Action item: Repeat exactly the lines from the line containing "Target: wooden plank" through the last line of the records below, inclusive, and nothing else.

Records contained in a dataset:
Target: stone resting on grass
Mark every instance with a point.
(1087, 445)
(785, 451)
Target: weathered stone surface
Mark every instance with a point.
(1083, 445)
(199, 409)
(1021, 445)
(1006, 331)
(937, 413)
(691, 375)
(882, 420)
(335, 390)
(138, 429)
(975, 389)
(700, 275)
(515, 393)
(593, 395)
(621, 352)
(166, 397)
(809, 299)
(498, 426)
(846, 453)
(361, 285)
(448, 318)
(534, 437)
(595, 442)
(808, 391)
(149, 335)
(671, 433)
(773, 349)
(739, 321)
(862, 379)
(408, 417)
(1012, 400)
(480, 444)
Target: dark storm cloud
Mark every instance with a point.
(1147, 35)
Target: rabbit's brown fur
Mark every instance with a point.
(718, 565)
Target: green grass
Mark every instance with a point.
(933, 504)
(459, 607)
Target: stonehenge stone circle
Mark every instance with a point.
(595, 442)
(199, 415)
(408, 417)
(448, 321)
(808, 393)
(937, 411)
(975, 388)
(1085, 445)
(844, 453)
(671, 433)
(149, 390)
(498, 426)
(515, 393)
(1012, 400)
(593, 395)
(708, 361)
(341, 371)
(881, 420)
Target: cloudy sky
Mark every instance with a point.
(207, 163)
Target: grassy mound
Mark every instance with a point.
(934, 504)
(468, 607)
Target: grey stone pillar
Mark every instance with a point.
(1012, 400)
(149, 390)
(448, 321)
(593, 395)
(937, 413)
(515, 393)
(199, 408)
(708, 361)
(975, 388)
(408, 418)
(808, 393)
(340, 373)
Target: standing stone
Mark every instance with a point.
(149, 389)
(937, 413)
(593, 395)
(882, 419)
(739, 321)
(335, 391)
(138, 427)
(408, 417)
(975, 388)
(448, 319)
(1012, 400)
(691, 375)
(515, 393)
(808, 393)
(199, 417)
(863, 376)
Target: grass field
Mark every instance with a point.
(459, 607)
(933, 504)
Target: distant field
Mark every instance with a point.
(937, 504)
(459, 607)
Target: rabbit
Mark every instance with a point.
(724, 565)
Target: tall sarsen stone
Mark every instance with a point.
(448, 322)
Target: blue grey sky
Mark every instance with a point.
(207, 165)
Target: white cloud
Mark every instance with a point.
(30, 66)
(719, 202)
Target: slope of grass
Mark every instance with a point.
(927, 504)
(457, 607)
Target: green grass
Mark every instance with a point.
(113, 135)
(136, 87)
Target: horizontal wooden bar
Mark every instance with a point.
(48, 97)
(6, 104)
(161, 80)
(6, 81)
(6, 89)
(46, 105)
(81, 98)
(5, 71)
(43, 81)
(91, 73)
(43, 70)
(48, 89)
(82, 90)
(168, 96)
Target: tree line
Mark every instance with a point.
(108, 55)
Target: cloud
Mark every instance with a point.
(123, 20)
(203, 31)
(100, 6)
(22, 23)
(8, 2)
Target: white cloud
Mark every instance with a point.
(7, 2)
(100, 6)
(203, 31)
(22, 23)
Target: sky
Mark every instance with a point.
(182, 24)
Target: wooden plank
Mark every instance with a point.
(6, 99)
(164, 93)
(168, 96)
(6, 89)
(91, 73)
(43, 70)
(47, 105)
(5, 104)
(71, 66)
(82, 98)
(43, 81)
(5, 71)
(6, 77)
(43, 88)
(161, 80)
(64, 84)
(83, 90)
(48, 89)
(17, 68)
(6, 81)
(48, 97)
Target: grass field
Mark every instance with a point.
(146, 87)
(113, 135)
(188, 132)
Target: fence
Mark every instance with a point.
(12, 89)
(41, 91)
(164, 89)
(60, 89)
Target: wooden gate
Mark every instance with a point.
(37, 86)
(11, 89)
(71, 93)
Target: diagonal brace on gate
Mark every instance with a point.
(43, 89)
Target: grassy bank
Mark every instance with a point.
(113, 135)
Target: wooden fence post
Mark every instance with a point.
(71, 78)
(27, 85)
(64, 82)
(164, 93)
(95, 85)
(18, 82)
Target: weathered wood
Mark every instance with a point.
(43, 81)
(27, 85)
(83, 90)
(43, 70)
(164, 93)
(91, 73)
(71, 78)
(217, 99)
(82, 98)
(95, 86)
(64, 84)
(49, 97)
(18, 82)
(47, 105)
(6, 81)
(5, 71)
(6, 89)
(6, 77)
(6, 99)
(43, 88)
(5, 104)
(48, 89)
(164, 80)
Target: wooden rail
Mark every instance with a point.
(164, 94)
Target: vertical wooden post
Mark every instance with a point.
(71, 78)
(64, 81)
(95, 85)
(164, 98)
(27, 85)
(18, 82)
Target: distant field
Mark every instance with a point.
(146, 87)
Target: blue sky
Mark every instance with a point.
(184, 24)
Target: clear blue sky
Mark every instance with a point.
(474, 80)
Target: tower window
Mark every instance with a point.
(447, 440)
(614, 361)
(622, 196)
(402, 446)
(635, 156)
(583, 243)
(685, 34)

Written response:
Target: wooden plank
Mark every instance with a point.
(6, 99)
(164, 93)
(168, 96)
(6, 89)
(91, 73)
(43, 70)
(47, 105)
(5, 104)
(71, 66)
(82, 98)
(43, 81)
(5, 71)
(6, 77)
(43, 88)
(161, 80)
(64, 84)
(83, 90)
(48, 89)
(17, 68)
(6, 81)
(48, 97)
Target: grass field
Mark every instance with a point.
(146, 87)
(113, 135)
(188, 132)
Target: fence
Mark every instance with a point.
(12, 89)
(41, 91)
(164, 89)
(60, 89)
Target: wooden gate
Mark every instance with a point.
(37, 86)
(11, 89)
(71, 93)
Target: diagonal brace on gate
Mark every instance with a point.
(43, 89)
Target: grassy bank
Mark every instance with a point.
(113, 135)
Target: wooden fence post
Mark every instance with a point.
(71, 78)
(27, 85)
(64, 82)
(164, 93)
(95, 85)
(18, 82)
Target: weathered wood
Mark every instance with a point.
(43, 81)
(27, 85)
(83, 90)
(43, 70)
(164, 93)
(91, 73)
(71, 78)
(217, 99)
(82, 98)
(95, 86)
(64, 84)
(49, 97)
(18, 82)
(47, 105)
(6, 81)
(5, 71)
(6, 89)
(6, 77)
(6, 99)
(43, 88)
(5, 104)
(48, 89)
(164, 80)
Target: wooden rail
Mark every instance with a point.
(164, 94)
Target: vertical wooden post
Mark every instance with a point.
(71, 78)
(64, 81)
(95, 85)
(164, 98)
(27, 85)
(18, 82)
Target: distant field
Mark every instance with a point.
(146, 87)
Target: blue sky
Mark every instance with a point.
(184, 24)
Target: clear blue sky
Mark every instance with a point.
(474, 80)
Target: tower window
Mark every instance with a point.
(447, 440)
(614, 361)
(622, 196)
(402, 446)
(635, 156)
(583, 243)
(685, 34)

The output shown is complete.